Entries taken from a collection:
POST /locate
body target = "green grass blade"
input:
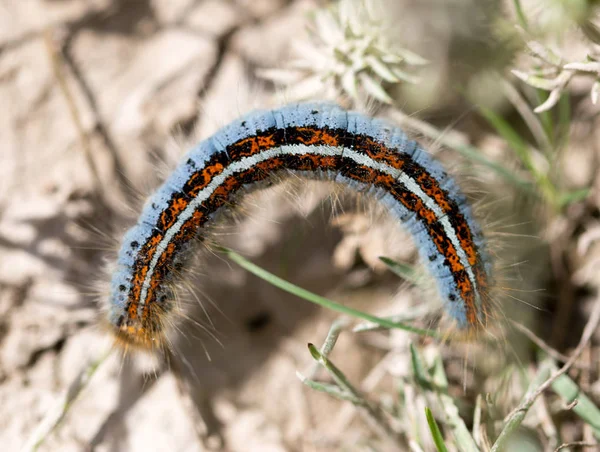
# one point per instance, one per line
(317, 299)
(585, 408)
(574, 196)
(436, 434)
(521, 150)
(506, 131)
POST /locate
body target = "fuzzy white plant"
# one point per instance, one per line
(351, 51)
(553, 72)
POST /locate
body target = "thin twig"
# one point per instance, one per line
(530, 118)
(56, 415)
(57, 67)
(516, 416)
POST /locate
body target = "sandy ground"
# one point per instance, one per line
(117, 79)
(93, 93)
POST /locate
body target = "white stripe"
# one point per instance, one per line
(248, 162)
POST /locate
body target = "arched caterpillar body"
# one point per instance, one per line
(317, 141)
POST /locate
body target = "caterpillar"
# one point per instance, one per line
(316, 141)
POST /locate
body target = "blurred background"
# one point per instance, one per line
(101, 98)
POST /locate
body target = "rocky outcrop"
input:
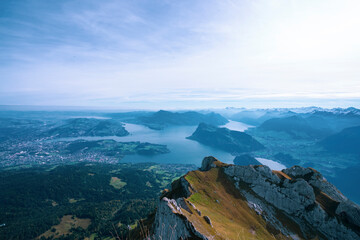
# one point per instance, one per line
(296, 203)
(303, 195)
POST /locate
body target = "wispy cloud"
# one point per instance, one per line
(114, 52)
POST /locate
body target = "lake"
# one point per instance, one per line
(182, 150)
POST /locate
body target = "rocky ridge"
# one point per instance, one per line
(221, 201)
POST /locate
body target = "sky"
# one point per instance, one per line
(180, 54)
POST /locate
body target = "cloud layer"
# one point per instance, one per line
(178, 53)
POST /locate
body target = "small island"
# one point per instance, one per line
(234, 142)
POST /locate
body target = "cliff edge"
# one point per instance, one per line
(221, 201)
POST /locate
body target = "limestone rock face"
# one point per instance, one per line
(295, 203)
(303, 195)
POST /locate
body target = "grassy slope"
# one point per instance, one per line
(231, 217)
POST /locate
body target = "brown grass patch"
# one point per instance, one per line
(230, 215)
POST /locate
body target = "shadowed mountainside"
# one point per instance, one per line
(222, 201)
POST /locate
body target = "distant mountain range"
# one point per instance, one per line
(231, 141)
(81, 127)
(162, 119)
(346, 141)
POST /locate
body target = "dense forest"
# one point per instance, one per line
(112, 197)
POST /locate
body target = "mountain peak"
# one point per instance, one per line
(222, 201)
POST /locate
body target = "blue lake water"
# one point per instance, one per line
(182, 150)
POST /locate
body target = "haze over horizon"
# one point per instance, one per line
(188, 54)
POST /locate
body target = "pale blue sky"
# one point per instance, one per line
(189, 53)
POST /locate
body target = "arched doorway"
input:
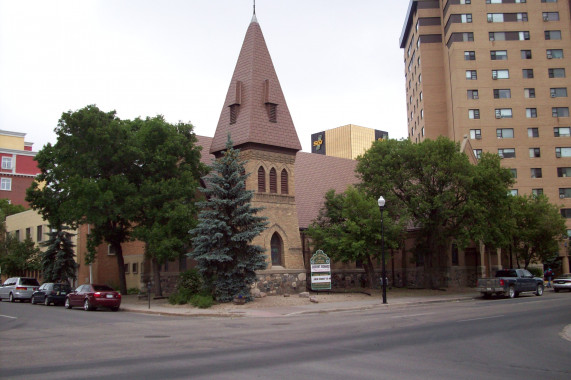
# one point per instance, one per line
(277, 249)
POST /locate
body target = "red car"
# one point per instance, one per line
(91, 296)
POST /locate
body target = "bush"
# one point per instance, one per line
(202, 301)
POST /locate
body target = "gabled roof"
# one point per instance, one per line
(255, 99)
(315, 174)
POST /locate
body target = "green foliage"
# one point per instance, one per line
(445, 195)
(227, 225)
(18, 256)
(191, 280)
(348, 229)
(202, 301)
(538, 229)
(127, 179)
(58, 263)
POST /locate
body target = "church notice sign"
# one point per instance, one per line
(320, 271)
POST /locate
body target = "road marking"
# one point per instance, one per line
(479, 319)
(410, 315)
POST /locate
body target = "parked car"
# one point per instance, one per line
(18, 288)
(562, 282)
(50, 293)
(510, 282)
(91, 296)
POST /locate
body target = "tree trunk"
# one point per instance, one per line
(157, 277)
(120, 267)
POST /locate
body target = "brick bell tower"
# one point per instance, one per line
(256, 116)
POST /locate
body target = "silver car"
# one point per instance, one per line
(18, 288)
(562, 282)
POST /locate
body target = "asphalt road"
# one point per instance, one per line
(477, 339)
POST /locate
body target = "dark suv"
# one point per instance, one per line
(50, 293)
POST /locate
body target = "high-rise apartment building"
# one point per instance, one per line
(499, 72)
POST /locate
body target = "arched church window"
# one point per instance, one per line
(285, 189)
(277, 247)
(273, 181)
(261, 180)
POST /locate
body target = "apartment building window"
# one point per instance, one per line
(550, 16)
(558, 92)
(533, 132)
(506, 153)
(7, 163)
(554, 53)
(562, 132)
(500, 74)
(498, 55)
(563, 172)
(502, 93)
(6, 184)
(503, 113)
(527, 73)
(526, 54)
(565, 192)
(562, 152)
(560, 111)
(552, 34)
(529, 93)
(469, 55)
(504, 133)
(536, 173)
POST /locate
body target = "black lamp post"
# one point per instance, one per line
(381, 203)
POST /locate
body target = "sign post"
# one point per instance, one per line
(320, 271)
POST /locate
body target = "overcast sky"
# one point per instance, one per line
(338, 61)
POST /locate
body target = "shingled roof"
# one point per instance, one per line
(255, 110)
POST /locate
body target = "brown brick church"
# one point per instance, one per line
(287, 183)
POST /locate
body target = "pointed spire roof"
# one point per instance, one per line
(255, 111)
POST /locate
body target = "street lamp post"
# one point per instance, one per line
(381, 203)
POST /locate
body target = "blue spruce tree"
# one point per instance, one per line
(227, 224)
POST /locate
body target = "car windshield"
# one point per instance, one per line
(102, 288)
(506, 273)
(29, 281)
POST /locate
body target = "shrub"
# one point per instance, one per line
(202, 301)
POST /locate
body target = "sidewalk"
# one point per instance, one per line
(279, 306)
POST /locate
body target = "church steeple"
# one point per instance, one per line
(255, 112)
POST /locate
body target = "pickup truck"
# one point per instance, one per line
(510, 282)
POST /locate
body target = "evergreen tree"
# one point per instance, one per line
(58, 262)
(226, 227)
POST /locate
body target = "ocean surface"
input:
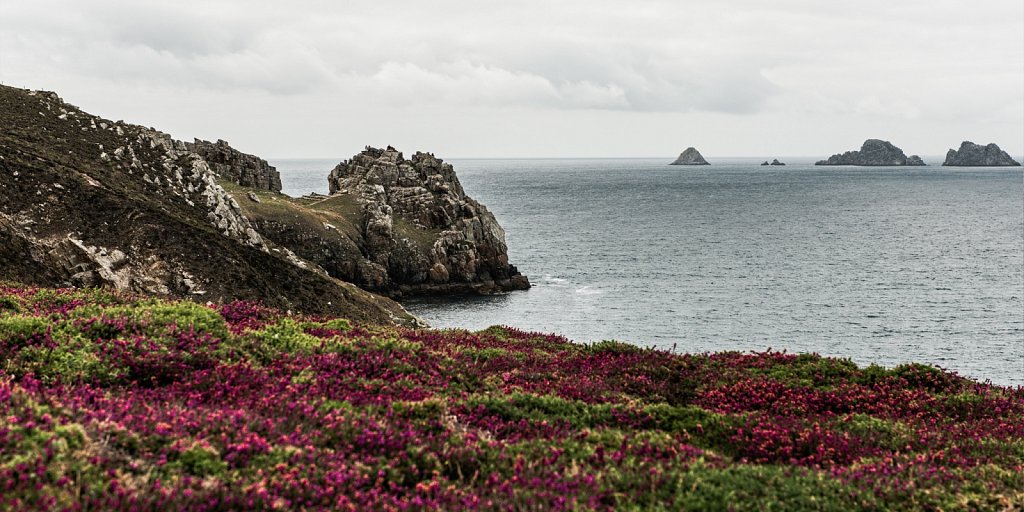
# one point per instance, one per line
(884, 265)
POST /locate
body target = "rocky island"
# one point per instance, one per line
(690, 157)
(972, 155)
(873, 153)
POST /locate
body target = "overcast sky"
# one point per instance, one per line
(546, 78)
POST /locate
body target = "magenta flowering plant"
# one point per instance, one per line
(111, 401)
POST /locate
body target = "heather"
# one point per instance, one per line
(111, 401)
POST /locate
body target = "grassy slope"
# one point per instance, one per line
(109, 401)
(64, 187)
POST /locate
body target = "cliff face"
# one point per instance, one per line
(238, 167)
(90, 202)
(972, 155)
(690, 157)
(873, 153)
(420, 231)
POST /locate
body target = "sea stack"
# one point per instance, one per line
(690, 157)
(873, 153)
(972, 155)
(420, 230)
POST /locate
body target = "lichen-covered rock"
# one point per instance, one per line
(972, 155)
(241, 168)
(86, 201)
(421, 228)
(690, 157)
(873, 153)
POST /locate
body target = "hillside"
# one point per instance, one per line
(110, 401)
(86, 201)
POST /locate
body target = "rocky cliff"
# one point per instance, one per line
(690, 157)
(873, 153)
(972, 155)
(241, 168)
(419, 231)
(85, 201)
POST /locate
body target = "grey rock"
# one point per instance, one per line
(972, 155)
(421, 228)
(238, 167)
(690, 157)
(873, 153)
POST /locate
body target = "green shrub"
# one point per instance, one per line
(18, 330)
(201, 461)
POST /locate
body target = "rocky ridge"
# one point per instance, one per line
(690, 157)
(873, 153)
(972, 155)
(421, 233)
(241, 168)
(86, 201)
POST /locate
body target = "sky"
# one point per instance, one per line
(535, 79)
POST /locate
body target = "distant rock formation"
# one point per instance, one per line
(972, 155)
(420, 232)
(875, 153)
(690, 157)
(238, 167)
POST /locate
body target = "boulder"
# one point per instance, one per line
(238, 167)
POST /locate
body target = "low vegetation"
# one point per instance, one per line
(110, 401)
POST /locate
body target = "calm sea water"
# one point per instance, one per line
(883, 265)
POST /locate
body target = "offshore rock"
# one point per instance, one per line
(419, 230)
(238, 167)
(690, 157)
(873, 153)
(972, 155)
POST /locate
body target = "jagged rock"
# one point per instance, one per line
(238, 167)
(150, 218)
(690, 157)
(420, 232)
(873, 153)
(972, 155)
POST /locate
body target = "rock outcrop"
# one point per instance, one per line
(873, 153)
(419, 231)
(85, 201)
(690, 157)
(972, 155)
(236, 166)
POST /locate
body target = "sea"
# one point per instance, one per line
(880, 265)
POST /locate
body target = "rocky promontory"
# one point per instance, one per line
(972, 155)
(873, 153)
(690, 157)
(89, 202)
(230, 164)
(421, 233)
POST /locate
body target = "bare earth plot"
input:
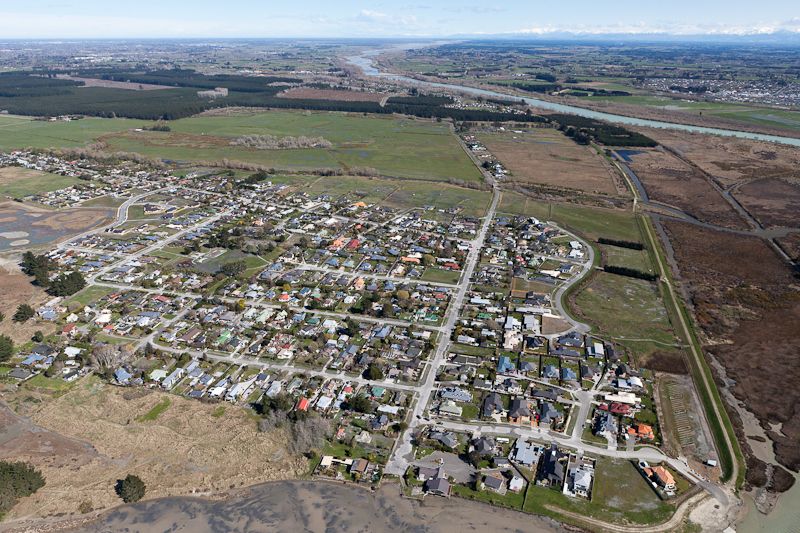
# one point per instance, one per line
(546, 157)
(103, 436)
(15, 289)
(669, 180)
(18, 182)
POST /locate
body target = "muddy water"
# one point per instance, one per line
(312, 506)
(784, 518)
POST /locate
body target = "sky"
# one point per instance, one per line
(55, 19)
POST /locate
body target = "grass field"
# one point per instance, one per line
(156, 411)
(590, 222)
(441, 276)
(546, 156)
(620, 494)
(757, 116)
(394, 146)
(616, 256)
(88, 295)
(18, 182)
(23, 132)
(402, 147)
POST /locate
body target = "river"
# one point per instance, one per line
(785, 517)
(316, 506)
(365, 63)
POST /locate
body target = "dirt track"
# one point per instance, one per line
(94, 433)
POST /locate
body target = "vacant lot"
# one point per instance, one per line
(18, 182)
(109, 432)
(731, 160)
(773, 201)
(546, 157)
(97, 82)
(628, 310)
(23, 225)
(309, 93)
(24, 132)
(590, 222)
(16, 289)
(748, 303)
(669, 180)
(393, 146)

Requirement.
From the data above, copy every line where "lamp" appears.

Result for this exercise.
body target = "black lamp post"
body target = "street lamp post"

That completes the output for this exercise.